### DESCRIPTION OF THE TASK
Extend the passage describing the device array and its pixel pattern, picking up right after its final sentence.

++++ EXCERPT PROVIDED ++++

An array used in practical applications will generally be much
larger.
[0038] FIG. 1B is a diagram depicting an example pattern which may
be desired to be generated by the conventional device array shown
in FIG. 1A. As shown, the pattern may be composed of six pattern
rows, labeled u through z, and six pattern columns, labeled 1
through 6. The black filled circles represent the (unblurred)
location pixels of the pattern that are to be written by
impingement of the beam, while the unfilled circles represent the
(unblurred) location of pixels of the pattern that are to be left
unwritten. While the pattern is the same size as the device array
in this example, other patterns having a larger (or smaller) number
of rows may also be generated by the device array. Note also that,
in the actual pattern written on the target substrate, each pixel
would be blurred so as to effectively fill gaps between adjacent
"on" pixels at the surface of the target substrate.

++++ DATA FOR REVIEW ++++

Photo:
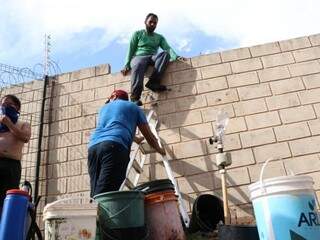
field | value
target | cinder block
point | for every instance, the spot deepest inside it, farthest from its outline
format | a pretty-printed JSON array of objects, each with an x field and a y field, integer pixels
[
  {"x": 81, "y": 97},
  {"x": 103, "y": 92},
  {"x": 170, "y": 135},
  {"x": 283, "y": 101},
  {"x": 235, "y": 54},
  {"x": 78, "y": 183},
  {"x": 275, "y": 73},
  {"x": 257, "y": 137},
  {"x": 189, "y": 149},
  {"x": 210, "y": 114},
  {"x": 312, "y": 81},
  {"x": 198, "y": 131},
  {"x": 68, "y": 112},
  {"x": 276, "y": 150},
  {"x": 216, "y": 70},
  {"x": 103, "y": 69},
  {"x": 95, "y": 82},
  {"x": 317, "y": 109},
  {"x": 250, "y": 107},
  {"x": 66, "y": 169},
  {"x": 296, "y": 43},
  {"x": 189, "y": 75},
  {"x": 58, "y": 155},
  {"x": 78, "y": 124},
  {"x": 314, "y": 126},
  {"x": 204, "y": 60},
  {"x": 263, "y": 120},
  {"x": 57, "y": 186},
  {"x": 242, "y": 79},
  {"x": 273, "y": 169},
  {"x": 315, "y": 39},
  {"x": 265, "y": 49},
  {"x": 302, "y": 165},
  {"x": 92, "y": 107},
  {"x": 277, "y": 59},
  {"x": 191, "y": 102},
  {"x": 310, "y": 96},
  {"x": 212, "y": 84},
  {"x": 238, "y": 195},
  {"x": 254, "y": 91},
  {"x": 304, "y": 68},
  {"x": 58, "y": 127},
  {"x": 307, "y": 54},
  {"x": 287, "y": 85},
  {"x": 83, "y": 73},
  {"x": 222, "y": 97},
  {"x": 77, "y": 152},
  {"x": 292, "y": 131},
  {"x": 246, "y": 65},
  {"x": 236, "y": 125},
  {"x": 182, "y": 90},
  {"x": 234, "y": 177},
  {"x": 196, "y": 183},
  {"x": 242, "y": 157},
  {"x": 198, "y": 165},
  {"x": 297, "y": 114},
  {"x": 68, "y": 139},
  {"x": 179, "y": 65},
  {"x": 62, "y": 78},
  {"x": 305, "y": 146}
]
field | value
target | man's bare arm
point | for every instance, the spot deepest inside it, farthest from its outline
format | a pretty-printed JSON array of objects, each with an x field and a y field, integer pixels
[
  {"x": 151, "y": 139},
  {"x": 23, "y": 133}
]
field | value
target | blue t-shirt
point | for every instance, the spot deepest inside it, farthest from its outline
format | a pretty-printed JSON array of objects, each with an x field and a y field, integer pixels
[{"x": 117, "y": 121}]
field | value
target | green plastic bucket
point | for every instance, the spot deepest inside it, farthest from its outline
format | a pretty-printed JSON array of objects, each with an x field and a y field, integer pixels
[{"x": 121, "y": 215}]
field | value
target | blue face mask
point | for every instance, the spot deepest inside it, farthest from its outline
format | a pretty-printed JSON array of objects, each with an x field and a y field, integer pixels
[{"x": 10, "y": 112}]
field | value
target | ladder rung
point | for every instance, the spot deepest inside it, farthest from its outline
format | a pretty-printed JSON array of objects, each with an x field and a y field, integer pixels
[{"x": 137, "y": 166}]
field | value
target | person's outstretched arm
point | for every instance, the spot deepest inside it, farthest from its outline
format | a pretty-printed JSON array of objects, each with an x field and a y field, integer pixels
[{"x": 131, "y": 51}]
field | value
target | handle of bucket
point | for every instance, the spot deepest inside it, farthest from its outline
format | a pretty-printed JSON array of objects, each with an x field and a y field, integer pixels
[
  {"x": 120, "y": 211},
  {"x": 67, "y": 199}
]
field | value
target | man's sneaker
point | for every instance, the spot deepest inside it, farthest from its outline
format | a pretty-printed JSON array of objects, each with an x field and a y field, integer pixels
[
  {"x": 156, "y": 87},
  {"x": 137, "y": 102}
]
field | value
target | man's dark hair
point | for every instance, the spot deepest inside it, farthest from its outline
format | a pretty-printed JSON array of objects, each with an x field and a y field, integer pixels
[
  {"x": 151, "y": 15},
  {"x": 14, "y": 99}
]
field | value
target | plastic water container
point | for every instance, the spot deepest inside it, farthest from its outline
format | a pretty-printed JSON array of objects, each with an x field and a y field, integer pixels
[
  {"x": 71, "y": 218},
  {"x": 14, "y": 220},
  {"x": 285, "y": 207}
]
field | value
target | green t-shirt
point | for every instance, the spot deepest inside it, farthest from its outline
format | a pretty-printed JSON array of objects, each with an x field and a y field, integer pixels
[{"x": 142, "y": 44}]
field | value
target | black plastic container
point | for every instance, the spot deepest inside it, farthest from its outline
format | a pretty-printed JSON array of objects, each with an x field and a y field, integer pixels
[{"x": 207, "y": 212}]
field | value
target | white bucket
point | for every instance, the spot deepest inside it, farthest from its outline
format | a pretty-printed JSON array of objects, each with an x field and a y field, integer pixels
[
  {"x": 285, "y": 207},
  {"x": 68, "y": 219}
]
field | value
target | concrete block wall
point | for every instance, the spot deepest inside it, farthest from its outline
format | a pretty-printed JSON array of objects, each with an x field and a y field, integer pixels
[{"x": 270, "y": 92}]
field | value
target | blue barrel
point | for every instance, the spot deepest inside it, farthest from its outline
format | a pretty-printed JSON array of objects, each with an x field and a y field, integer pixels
[{"x": 14, "y": 215}]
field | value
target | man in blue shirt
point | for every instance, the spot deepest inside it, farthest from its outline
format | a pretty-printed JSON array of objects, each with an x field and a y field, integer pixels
[
  {"x": 143, "y": 51},
  {"x": 110, "y": 143}
]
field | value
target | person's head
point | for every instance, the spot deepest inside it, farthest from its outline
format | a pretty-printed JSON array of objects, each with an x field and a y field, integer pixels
[
  {"x": 119, "y": 94},
  {"x": 151, "y": 22},
  {"x": 11, "y": 101}
]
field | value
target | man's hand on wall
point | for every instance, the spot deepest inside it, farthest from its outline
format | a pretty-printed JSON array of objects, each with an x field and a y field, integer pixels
[{"x": 125, "y": 71}]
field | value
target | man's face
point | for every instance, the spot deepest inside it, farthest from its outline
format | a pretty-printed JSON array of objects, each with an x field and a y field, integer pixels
[
  {"x": 8, "y": 102},
  {"x": 151, "y": 24}
]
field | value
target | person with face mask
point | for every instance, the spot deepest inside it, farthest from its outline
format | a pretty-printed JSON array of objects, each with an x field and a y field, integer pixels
[
  {"x": 110, "y": 143},
  {"x": 143, "y": 51},
  {"x": 13, "y": 135}
]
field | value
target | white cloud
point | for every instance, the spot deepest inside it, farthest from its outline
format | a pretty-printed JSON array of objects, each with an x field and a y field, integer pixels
[{"x": 70, "y": 22}]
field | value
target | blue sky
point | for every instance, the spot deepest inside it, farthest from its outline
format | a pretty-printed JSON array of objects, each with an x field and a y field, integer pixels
[{"x": 87, "y": 33}]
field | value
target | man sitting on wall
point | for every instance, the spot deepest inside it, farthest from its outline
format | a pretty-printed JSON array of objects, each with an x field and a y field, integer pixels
[
  {"x": 13, "y": 135},
  {"x": 143, "y": 51}
]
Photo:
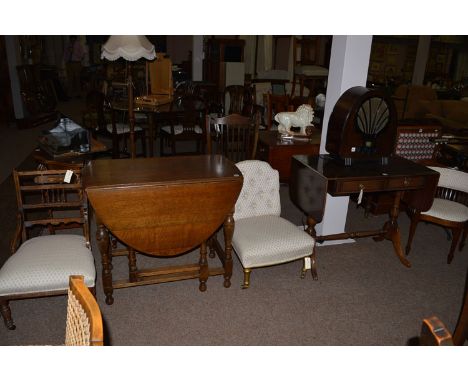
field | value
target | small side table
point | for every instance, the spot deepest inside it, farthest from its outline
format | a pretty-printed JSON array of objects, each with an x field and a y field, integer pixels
[{"x": 279, "y": 152}]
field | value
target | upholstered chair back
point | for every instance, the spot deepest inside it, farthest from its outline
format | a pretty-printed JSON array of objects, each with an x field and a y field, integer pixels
[
  {"x": 260, "y": 192},
  {"x": 453, "y": 179}
]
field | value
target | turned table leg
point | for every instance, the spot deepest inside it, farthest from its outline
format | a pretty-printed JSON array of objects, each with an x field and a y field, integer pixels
[
  {"x": 102, "y": 236},
  {"x": 204, "y": 271},
  {"x": 228, "y": 230}
]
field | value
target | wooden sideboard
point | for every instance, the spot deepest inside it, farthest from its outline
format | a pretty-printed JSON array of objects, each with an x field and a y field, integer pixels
[
  {"x": 272, "y": 149},
  {"x": 312, "y": 177}
]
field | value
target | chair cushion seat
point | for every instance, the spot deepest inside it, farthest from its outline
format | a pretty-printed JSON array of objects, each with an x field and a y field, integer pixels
[
  {"x": 258, "y": 241},
  {"x": 44, "y": 263},
  {"x": 122, "y": 128},
  {"x": 179, "y": 129},
  {"x": 448, "y": 210}
]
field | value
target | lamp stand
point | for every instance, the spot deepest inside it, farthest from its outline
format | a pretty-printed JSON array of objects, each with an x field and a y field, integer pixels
[{"x": 131, "y": 112}]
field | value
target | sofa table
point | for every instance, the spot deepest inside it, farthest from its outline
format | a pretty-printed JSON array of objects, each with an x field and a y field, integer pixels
[{"x": 312, "y": 177}]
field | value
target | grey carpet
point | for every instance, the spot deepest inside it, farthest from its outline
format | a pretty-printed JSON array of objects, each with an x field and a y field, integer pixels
[{"x": 364, "y": 296}]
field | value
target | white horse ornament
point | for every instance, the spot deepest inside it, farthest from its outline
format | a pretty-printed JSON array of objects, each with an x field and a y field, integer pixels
[{"x": 301, "y": 118}]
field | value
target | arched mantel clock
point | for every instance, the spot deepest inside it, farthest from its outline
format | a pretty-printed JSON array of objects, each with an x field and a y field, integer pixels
[{"x": 362, "y": 126}]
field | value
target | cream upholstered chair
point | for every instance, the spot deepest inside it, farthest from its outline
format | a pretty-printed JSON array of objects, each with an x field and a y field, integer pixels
[
  {"x": 84, "y": 320},
  {"x": 41, "y": 265},
  {"x": 449, "y": 209},
  {"x": 261, "y": 236}
]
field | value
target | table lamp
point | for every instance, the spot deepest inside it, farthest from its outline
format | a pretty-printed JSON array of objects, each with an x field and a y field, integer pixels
[{"x": 130, "y": 48}]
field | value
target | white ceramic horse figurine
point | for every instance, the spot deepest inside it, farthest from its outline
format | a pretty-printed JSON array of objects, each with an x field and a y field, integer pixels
[{"x": 301, "y": 118}]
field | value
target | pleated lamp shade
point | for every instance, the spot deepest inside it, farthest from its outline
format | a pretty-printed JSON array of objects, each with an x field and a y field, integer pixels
[{"x": 131, "y": 48}]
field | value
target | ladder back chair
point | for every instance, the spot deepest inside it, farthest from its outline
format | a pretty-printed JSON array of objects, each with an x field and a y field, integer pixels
[
  {"x": 84, "y": 320},
  {"x": 186, "y": 116},
  {"x": 41, "y": 264}
]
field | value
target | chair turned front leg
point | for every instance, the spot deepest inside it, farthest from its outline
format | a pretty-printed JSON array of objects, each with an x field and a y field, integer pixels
[
  {"x": 412, "y": 230},
  {"x": 246, "y": 283},
  {"x": 310, "y": 262},
  {"x": 6, "y": 314}
]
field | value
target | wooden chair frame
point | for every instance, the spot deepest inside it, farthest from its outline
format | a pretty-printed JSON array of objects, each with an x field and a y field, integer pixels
[{"x": 53, "y": 195}]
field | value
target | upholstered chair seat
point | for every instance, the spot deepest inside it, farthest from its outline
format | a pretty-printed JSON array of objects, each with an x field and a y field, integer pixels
[
  {"x": 267, "y": 240},
  {"x": 44, "y": 263},
  {"x": 261, "y": 236}
]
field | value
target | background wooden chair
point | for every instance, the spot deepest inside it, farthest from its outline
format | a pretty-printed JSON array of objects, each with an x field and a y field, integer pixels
[
  {"x": 262, "y": 237},
  {"x": 449, "y": 209},
  {"x": 234, "y": 136},
  {"x": 186, "y": 116},
  {"x": 41, "y": 265},
  {"x": 119, "y": 130},
  {"x": 84, "y": 320}
]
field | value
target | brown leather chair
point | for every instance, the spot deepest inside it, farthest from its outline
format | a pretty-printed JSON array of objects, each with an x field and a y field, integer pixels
[
  {"x": 41, "y": 265},
  {"x": 234, "y": 136}
]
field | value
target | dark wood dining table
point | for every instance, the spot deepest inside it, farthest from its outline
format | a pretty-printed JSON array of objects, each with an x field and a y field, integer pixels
[{"x": 163, "y": 207}]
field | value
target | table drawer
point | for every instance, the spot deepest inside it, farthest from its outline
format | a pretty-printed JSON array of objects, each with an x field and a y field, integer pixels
[
  {"x": 352, "y": 186},
  {"x": 406, "y": 182}
]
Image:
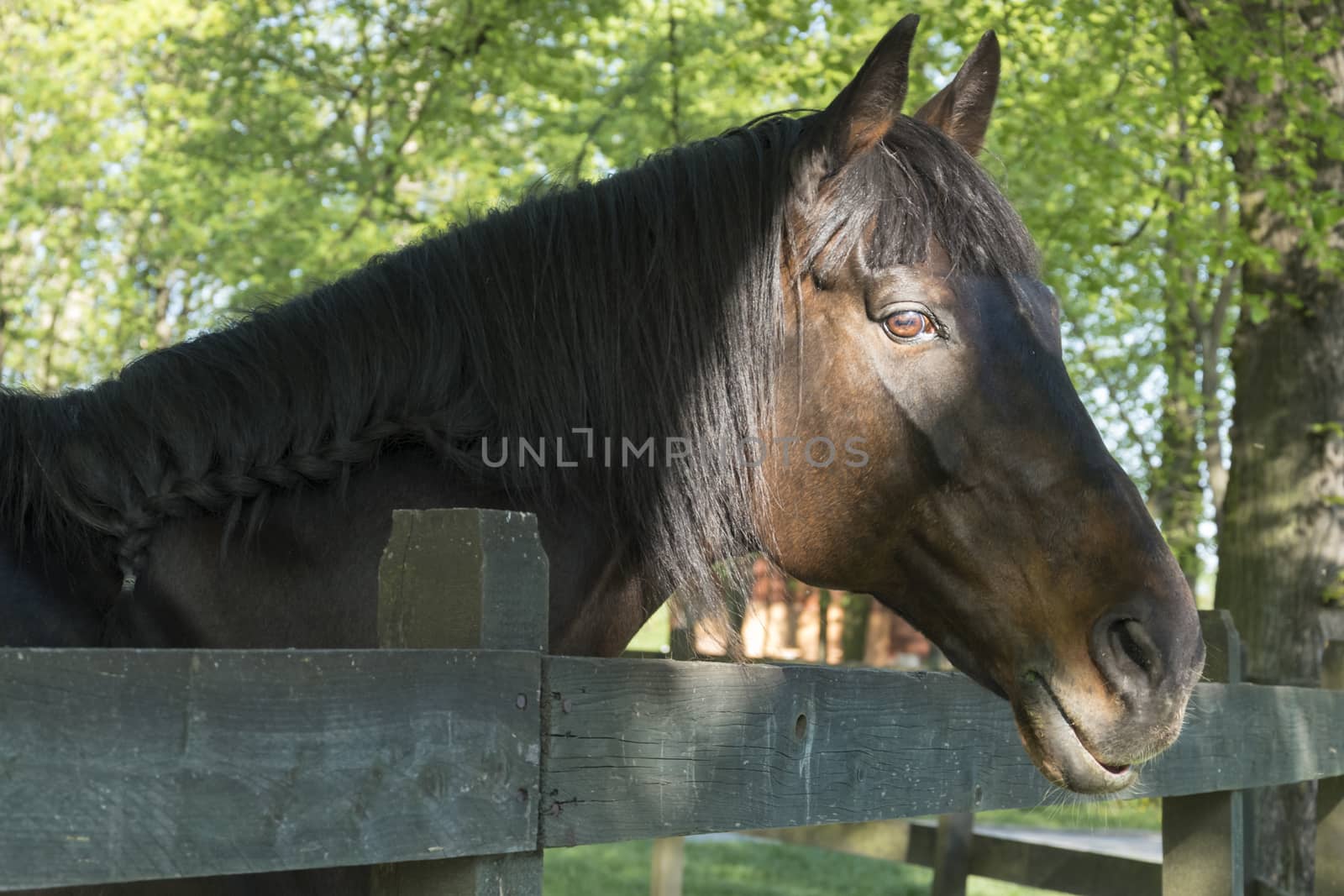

++++

### OUTPUT FOR THIS EXERCISE
[0039] FIGS. 2A-2K comprise a sequence of diagrams depicting the
generation of the example pattern of FIG. 1B by the conventional
device array of FIG. 1A. In FIGS. 2A-2K, the black filled circles
may represent pixel elements that are "on" (i.e. reflecting its
pixel portion of the beam so that it impinges upon the target
substrate), while the unfilled circles may represent pixel elements
that are "off" (i.e. deflecting or diffracting its pixel portion of
the beam so that it does not impinge upon the target
substrate).
[0040] In this sequence of diagrams, the target substrate is being
translated under the beam such that the pattern needs to be shifted
down one device row for each unit of time T. The sequence of
diagrams start with FIG. 2A. FIG. 2A shows that, at time T=1, the
pixel elements in device row A are used to generate the pixels from
pattern row z.
[0041] As shown in FIG. 2B, at time T=2, the pattern is shifted
down a row to stay in synchronization with the substrate motion. As
such, the pixel elements in device row B are used to generate the
pixels from pattern row z, and the pixel elements in device row A
are used to generate the pixels from pattern row y.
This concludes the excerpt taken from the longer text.